- **DOCUMENT TEXT**:
---

While there are several ways to model a pronoun, it's common to inflect an existing pronoun by only modifying the gender. In these scenarios, you can use a PronounConcept. A PronounConcept is meant to model personal and reflexive pronouns. It is not meant to model interrogative pronouns nor non-personal pronouns.
#include <inflection/dialog/CommonConceptFactory.hpp>
#include <inflection/dialog/LocalizedCommonConceptFactoryProvider.hpp>
#include <inflection/dialog/PronounConcept.hpp>
#include <inflection/dialog/SemanticFeatureModel.hpp>
#include <inflection/dialog/SpeakableString.hpp>
#include <unicode/unistr.h>
#include <iostream>
#include <memory>
using namespace icu;
using namespace inflection::dialog;
using namespace inflection::util;
using namespace std;
int main(const int argc, const char* const argv[])
{
ULocale english("en");
const auto& model(*LocalizedCommonConceptFactoryProvider::getDefaultCommonConceptFactoryProvider()->getCommonConceptFactory(english)->getSemanticFeatureModel());
// Inflect the word to the feminine form.
PronounConcept pronoun(model, u"they");
unique_ptr<SpeakableString> result(pronoun.toSpeakableString());
if (result != nullptr) {
// Output:
// they
cout << StringViewUtils::to_string(result->getPrint()) << endl;
}
pronoun.putConstraintByName(u"gender", u"feminine");
result.reset(pronoun.toSpeakableString());
if (result != nullptr) {
// Output:
// she
cout << StringViewUtils::to_string(result->getPrint()) << endl;
}
pronoun.putConstraintByName(u"gender", u"masculine");
result.reset(pronoun.toSpeakableString());
if (result != nullptr) {
// Output:
// he
cout << StringViewUtils::to_string(result->getPrint()) << endl;
}
}
PronounConcept can also take custom pronouns. Any custom pronouns override the defaults for a pronoun. All pronouns not overridden will use the existing default pronouns.
The equivalent C API can be found in inflection/dialog/PronounConcept.h.

---

- **Point placement records**:

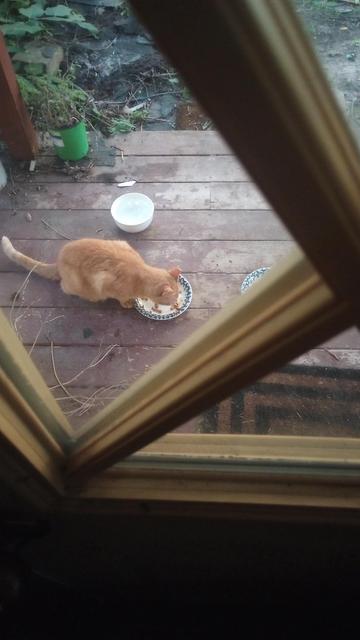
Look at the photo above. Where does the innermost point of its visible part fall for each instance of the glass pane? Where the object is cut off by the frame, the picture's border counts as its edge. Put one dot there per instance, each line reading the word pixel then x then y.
pixel 316 395
pixel 334 29
pixel 210 219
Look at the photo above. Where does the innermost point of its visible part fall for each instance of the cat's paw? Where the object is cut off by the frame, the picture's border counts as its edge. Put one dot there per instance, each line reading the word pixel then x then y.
pixel 127 304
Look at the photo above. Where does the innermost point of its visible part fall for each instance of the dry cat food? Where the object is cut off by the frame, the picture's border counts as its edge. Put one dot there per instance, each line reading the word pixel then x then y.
pixel 156 311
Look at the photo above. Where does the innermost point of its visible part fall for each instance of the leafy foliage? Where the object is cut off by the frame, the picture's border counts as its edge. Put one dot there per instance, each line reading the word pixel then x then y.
pixel 54 102
pixel 38 16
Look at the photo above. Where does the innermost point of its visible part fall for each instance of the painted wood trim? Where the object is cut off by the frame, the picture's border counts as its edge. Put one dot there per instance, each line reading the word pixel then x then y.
pixel 19 369
pixel 16 128
pixel 188 490
pixel 31 462
pixel 281 316
pixel 246 448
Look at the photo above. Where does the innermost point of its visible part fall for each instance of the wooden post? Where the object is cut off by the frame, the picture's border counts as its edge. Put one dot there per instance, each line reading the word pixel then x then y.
pixel 16 128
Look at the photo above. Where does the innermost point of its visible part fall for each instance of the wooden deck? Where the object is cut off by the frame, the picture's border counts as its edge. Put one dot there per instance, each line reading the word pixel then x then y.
pixel 209 218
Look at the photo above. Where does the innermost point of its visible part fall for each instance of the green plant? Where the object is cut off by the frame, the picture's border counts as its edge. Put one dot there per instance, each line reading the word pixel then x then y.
pixel 22 18
pixel 54 102
pixel 121 125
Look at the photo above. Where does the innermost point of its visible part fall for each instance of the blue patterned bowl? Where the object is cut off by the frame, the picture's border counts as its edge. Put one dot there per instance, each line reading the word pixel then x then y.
pixel 164 312
pixel 253 277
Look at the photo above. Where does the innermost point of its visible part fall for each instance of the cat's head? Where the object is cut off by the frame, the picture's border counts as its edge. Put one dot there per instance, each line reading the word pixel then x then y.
pixel 168 289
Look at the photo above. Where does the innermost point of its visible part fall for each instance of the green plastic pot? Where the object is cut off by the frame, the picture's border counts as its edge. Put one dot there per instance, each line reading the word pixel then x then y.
pixel 71 143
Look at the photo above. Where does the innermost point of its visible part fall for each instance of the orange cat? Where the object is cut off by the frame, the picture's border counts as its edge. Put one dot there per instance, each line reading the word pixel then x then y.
pixel 100 269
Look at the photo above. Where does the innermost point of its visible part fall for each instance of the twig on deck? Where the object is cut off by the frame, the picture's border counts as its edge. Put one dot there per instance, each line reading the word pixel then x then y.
pixel 55 230
pixel 60 384
pixel 94 363
pixel 21 290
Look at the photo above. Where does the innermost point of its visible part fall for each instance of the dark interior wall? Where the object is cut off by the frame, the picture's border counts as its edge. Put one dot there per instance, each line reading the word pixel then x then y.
pixel 142 573
pixel 138 552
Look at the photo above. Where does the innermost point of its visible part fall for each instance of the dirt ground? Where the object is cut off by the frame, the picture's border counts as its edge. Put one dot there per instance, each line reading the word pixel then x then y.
pixel 124 66
pixel 334 29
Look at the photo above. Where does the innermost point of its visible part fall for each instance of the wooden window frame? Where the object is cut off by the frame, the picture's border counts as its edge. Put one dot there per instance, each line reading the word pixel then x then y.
pixel 313 184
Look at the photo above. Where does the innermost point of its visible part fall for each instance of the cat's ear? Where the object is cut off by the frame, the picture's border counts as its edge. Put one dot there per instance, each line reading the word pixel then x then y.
pixel 166 290
pixel 175 272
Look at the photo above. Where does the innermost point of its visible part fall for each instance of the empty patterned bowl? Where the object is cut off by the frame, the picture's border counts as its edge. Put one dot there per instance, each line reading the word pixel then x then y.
pixel 253 277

---

- **COMPLETE THE FOLLOWING**:
a - In the PronounConcept example, explain why the second printed result is "she" and not "they".
b - Answer these from the PronounConcept text:
(i) Which kinds of pronouns is a PronounConcept not meant to model?
(ii) Where can the equivalent C API be found?
(iii) Which locale does the example code use?
c - Decide whether each statement agrees with the PronounConcept text, and quote the words that settle it:
(i) A PronounConcept is meant to model reflexive pronouns.
(ii) Once custom pronouns are supplied, pronouns that are not overridden lose their defaults.
(iii) The example creates its PronounConcept from the pronoun "she".
These data come from a separate source.

- **ANSWERS TO EACH TASK**:
a - Before the second call to toSpeakableString, the code calls putConstraintByName(u"gender", u"feminine") on the pronoun "they". That constraint inflects the pronoun to its feminine form, so the output is "she".

b -
(i) Interrogative pronouns and non-personal pronouns.
(ii) In inflection/dialog/PronounConcept.h.
(iii) English ("en").

c -
(i) Yes: "A PronounConcept is meant to model personal and reflexive pronouns."
(ii) No: "All pronouns not overridden will use the existing default pronouns."
(iii) No: "PronounConcept pronoun(model, u"they");"